**読解用抜粋**

近年、人材不足が深刻化しています。特に中小企業では、大企業のようなネームバリューや福利厚生、柔軟な働き方などの提供が難しく、採用が困難になっているのではないでしょうか。
また、採用のプロセスが適切ではなく、採用の途中で離脱されてしまう、内定を出しても辞退されるなど様々な悩みを抱えていることでしょう。
本記事では、
・中小企業の採用課題
・採用課題に対する解決策
・中小企業による採用成功事例
・採用活動の効率化を支援する採用代行サービス
について解説していきます。
採用活動で苦戦されている中小企業の採用担当者さま必見の内容となっていますので、ぜひご一読ください。
株式会社リクルートの調査によると、従業員300人未満の企業の大卒求人倍率は、2021年3月卒〜2025年3月卒まで上昇し続けており、最新2025年3月卒の人材の求人倍率は6.50倍となっています。
引用:「第41回 ワークス大卒求人倍率調査(2025年卒)」株式会社リクルート
https://www.works-i.com/surveys/item/240425_recruitment_saiyo_ratio.pdf
そのため、大卒者一人を6,7企業で取り合っている状態であり、企業としては採用難の状況が続いています。

**提供データ**
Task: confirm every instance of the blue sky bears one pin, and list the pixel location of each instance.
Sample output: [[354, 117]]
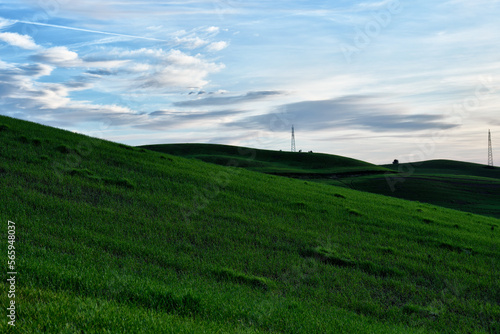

**問題と課題**
(1) 上の抜粋の内容を2文で要約してください。
(2) 上の抜粋のうち、「採用活動で苦戦されている中小」から「採用難の状況が続いています。」までを、両端の語句も含めてそのまま抜き出してください。

**設問別の解答**
(1) 人材不足が深刻化する中、中小企業は大企業のような知名度や福利厚生、柔軟な働き方を提供しにくく、採用プロセスが適切でないために選考途中の離脱や内定辞退などの悩みも抱えていると考えられる。株式会社リクルートの調査では、従業員300人未満の企業の大卒求人倍率は2025年3月卒で6.50倍となっており、大卒者一人を6〜7企業で取り合う採用難の状況が続いている。

(2)
採用活動で苦戦されている中小企業の採用担当者さま必見の内容となっていますので、ぜひご一読ください。
株式会社リクルートの調査によると、従業員300人未満の企業の大卒求人倍率は、2021年3月卒〜2025年3月卒まで上昇し続けており、最新2025年3月卒の人材の求人倍率は6.50倍となっています。
引用:「第41回 ワークス大卒求人倍率調査(2025年卒)」株式会社リクルート
https://www.works-i.com/surveys/item/240425_recruitment_saiyo_ratio.pdf
そのため、大卒者一人を6,7企業で取り合っている状態であり、企業としては採用難の状況が続いています。